[Start]
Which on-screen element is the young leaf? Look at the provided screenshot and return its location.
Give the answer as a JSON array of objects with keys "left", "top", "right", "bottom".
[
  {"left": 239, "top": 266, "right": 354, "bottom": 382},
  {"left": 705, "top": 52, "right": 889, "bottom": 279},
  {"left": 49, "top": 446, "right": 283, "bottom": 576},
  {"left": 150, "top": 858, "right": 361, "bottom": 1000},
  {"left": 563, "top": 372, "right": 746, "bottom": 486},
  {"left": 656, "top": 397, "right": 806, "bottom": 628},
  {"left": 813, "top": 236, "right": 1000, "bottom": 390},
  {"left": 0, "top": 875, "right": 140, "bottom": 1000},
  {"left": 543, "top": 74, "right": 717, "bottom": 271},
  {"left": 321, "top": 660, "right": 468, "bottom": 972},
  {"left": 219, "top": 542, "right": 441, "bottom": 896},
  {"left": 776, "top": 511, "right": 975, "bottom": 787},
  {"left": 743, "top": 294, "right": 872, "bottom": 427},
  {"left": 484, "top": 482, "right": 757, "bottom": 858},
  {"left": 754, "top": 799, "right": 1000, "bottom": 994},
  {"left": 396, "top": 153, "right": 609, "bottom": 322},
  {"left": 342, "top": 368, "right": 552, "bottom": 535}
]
[End]
THE EXERCISE:
Collect each line of the records above that contains the word "Look", and copy every such line in full.

EXERCISE ANSWER:
Which on-screen element is the young leaf? Look at the provided screenshot and return its location.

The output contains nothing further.